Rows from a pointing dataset
● ● ● ●

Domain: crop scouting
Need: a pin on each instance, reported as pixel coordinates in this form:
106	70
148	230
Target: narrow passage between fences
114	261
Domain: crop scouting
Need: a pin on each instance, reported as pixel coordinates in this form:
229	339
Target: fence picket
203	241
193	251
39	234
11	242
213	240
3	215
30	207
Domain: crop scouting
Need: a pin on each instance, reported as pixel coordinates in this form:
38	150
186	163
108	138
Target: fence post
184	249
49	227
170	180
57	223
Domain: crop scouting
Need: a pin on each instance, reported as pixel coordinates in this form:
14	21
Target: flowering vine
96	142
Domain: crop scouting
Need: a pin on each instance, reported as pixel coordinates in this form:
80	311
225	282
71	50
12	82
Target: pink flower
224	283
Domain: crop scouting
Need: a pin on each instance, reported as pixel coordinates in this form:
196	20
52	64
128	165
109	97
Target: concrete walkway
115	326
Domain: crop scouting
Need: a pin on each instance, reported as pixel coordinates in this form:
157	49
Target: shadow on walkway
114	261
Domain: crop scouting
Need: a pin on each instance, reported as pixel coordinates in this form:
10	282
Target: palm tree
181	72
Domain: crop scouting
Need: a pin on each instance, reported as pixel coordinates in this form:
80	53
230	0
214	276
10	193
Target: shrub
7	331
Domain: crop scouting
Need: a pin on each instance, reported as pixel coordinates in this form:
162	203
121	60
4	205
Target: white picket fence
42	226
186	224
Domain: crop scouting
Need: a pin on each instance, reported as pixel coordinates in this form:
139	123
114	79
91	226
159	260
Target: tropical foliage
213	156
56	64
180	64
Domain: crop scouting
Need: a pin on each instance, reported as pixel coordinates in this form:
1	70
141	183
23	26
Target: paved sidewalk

● ● ● ●

◆ **WORK TO DO**: Reproduce every one of the records above word for word.

◆ **FINISHED EXERCISE**:
Domain: crop scouting
Need: a pin on each instance, reported as pixel coordinates in this form:
106	70
148	230
Target: narrow passage between fences
114	261
Domain: crop scouting
Need: a pin on each instance, reported as pixel coordinates in this form:
229	339
Target: fence picket
203	241
193	251
39	234
11	242
213	240
3	215
30	207
Domain: crop scouting
Need: a pin on each instance, reported as pixel coordinates in this form:
38	150
186	163
108	138
Target: fence post
184	249
49	227
170	180
57	223
Domain: crop scouting
Need: a pin on each instance, reported as pixel coordinates in this form:
14	21
Target: flowering vine
96	142
Domain: crop scouting
Need: a pin on each instance, reported as pixel coordinates in this form:
80	311
225	282
71	50
12	82
Target: pink flower
224	283
Domain: crop scouting
Need: a pin on each instance, reported as pixel coordinates in this form:
196	20
52	64
128	165
109	97
Target: concrete walkway
115	326
Domain: crop scouting
Need: a pin on each instance, reported as pixel coordinates in this form:
157	49
Target: shadow on walkway
114	261
Domain: crop scouting
Need: a pin on each instance, reported as pixel coordinates in this form:
10	282
Target: palm tree
181	72
Domain: crop scouting
Need: a pin on each instance, reported as pixel coordinates in this form:
80	53
230	0
214	276
10	193
Target: shrub
7	331
Domain: crop scouting
Need: a pin on each instance, reported as pixel coordinates in this form:
162	203
121	60
4	205
Target: white picket fence
42	226
186	224
Domain: crop scouting
Need: a pin on each instance, reported as pixel coordinates in this form:
139	123
114	79
91	226
159	260
Target: tropical foliage
213	156
56	64
180	64
Domain: crop scouting
Need: a pin on each instance, reported as pixel coordinates in this form:
1	70
141	183
23	26
Target: paved sidewalk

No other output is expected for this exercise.